1.  General Information

2.  Table of Amendments

3.  Explanatory Details

Version No. 001

Reid Murray Acceptance Limited (Scheme of Arrangement) Act 1966

Act No. 7380/1966

Version as at 26 February 2003

An Act to facilitate the Making of an Application to the Supreme Court of Victoria for the Approval of a Scheme of Arrangement between Reid Murray Acceptance Limited and its Creditors and for other purposes.

Preamble

WHEREAS receivers have been appointed by the trustees for the debenture stockholders of Reid Murray Acceptance Limited;

AND WHEREAS the receivers and the trustees are between them holding an amount in excess of Nineteen million dollars which is available for distribution to certain debenture stockholders;

AND WHEREAS the receivers expect to collect further moneys which will be available for distribution to such debenture stockholders;

AND WHEREAS the trustees and the receivers for the debenture stockholders desire that Reid Murray Acceptance Limited should make an application to the Supreme Court of Victoria pursuant to section 181 of the Companies Act 1961 with respect to a scheme of arrangement in the form or to the effect of the scheme of arrangement set out in the Schedule;

AND WHEREAS it is not practicable to determine the membership of classes of creditors for the purpose of such an application;

AND WHEREAS it appears that Reid Murray Acceptance Limited is wholly insolvent and unable to pay the debenture stockholders in full;

AND WHEREAS it is expedient to authorize Reid Murray Acceptance Limited to apply to the Supreme Court of Victoria for the approval of a Scheme of Arrangement in the form or to the effect of the scheme set out in the Schedule;

BE IT THEREFORE ENACTED by the Queen's Most Excellent Majesty by and with the advice and consent of the Legislative Council and the Legislative Assembly of Victoria in this present Parliament assembled and by the authority of the same as follows (that is to say):

1.Short title

This Act may be cited as the Reid Murray Acceptance Limited (Scheme of Arrangement) Act 1966.

*INPUT ROWS*.
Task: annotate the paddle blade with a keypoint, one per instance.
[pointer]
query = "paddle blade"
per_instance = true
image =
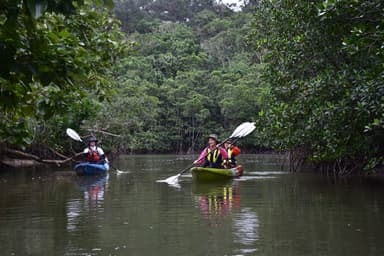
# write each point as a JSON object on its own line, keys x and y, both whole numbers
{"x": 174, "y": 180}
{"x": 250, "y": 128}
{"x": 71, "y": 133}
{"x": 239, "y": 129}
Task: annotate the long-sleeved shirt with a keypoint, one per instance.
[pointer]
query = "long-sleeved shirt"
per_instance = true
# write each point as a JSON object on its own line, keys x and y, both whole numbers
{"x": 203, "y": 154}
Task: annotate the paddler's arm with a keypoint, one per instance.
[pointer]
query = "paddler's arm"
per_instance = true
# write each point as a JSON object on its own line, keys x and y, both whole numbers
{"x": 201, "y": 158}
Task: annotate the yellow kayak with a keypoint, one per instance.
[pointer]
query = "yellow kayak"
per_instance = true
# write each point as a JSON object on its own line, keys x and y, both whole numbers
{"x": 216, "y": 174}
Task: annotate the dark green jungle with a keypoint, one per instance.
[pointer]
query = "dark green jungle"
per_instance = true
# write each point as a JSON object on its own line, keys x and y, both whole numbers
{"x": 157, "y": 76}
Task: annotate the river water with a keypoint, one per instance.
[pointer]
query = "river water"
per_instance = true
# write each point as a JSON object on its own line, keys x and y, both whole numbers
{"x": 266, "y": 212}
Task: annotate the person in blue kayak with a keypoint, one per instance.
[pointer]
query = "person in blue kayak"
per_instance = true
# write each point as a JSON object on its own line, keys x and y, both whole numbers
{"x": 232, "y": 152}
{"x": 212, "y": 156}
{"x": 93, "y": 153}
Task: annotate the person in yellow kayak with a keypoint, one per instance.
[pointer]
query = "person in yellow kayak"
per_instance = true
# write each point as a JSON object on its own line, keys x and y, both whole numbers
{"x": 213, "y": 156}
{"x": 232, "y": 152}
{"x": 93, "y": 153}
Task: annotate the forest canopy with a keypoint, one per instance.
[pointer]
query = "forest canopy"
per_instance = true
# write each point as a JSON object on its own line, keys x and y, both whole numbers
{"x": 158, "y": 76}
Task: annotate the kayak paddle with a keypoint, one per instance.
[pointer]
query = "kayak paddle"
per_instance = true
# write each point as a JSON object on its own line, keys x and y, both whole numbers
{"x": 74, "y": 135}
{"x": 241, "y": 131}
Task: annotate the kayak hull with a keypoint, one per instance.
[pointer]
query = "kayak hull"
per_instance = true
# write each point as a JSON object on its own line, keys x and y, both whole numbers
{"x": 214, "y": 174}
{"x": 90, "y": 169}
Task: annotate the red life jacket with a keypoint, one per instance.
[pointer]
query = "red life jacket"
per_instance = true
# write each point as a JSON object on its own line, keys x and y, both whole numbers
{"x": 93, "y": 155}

*STATED TASK 1*.
Extract from the listing every line that contains the string "yellow", treating uppercase and lowercase letters as distinct.
*STATED TASK 2*.
Carry the Reid Murray Acceptance Limited Act forward from the point at which it stops.

*ANSWER 1*.
Task: annotate the yellow kayak with a keypoint, one per instance.
query = "yellow kayak"
Task: annotate the person in yellow kayak with a keypoint, one per instance.
query = "person in yellow kayak"

*ANSWER 2*.
2.Definitions

In this Act unless the context or subject-matter otherwise requires—

"the Company" means Reid Murray Acceptance Limited;

"the Court" means the Supreme Court of Victoria;

"the Debenture Stock" means the debenture stock which according to the books and records of the Company was allotted by the Company and which is still outstanding;

"the Guarantor" means Reid Murray Holdings Limited (in liquidation);

"the Scheme" means a scheme of arrangement in the form or to the effect of the scheme of arrangement set out in the Schedule;

"the Stockholders" means all persons who are registered in the books and records of the Company as the holders of the Debenture Stock and their transferees;

"the Trustees" means—

(i)The Equity Trustees Executors and Agency Company Limited; and

(ii)Equity Nominees Limited;

"the unsecured creditors" means all persons who are unsecured creditors of the Company other than—

(i)persons who are or may be unsecured creditors of the Company by virtue of their being Stockholders; and

(ii)all persons who are or may become creditors of the Company in respect of liabilities incurred by the Receivers after 10th January, 1963.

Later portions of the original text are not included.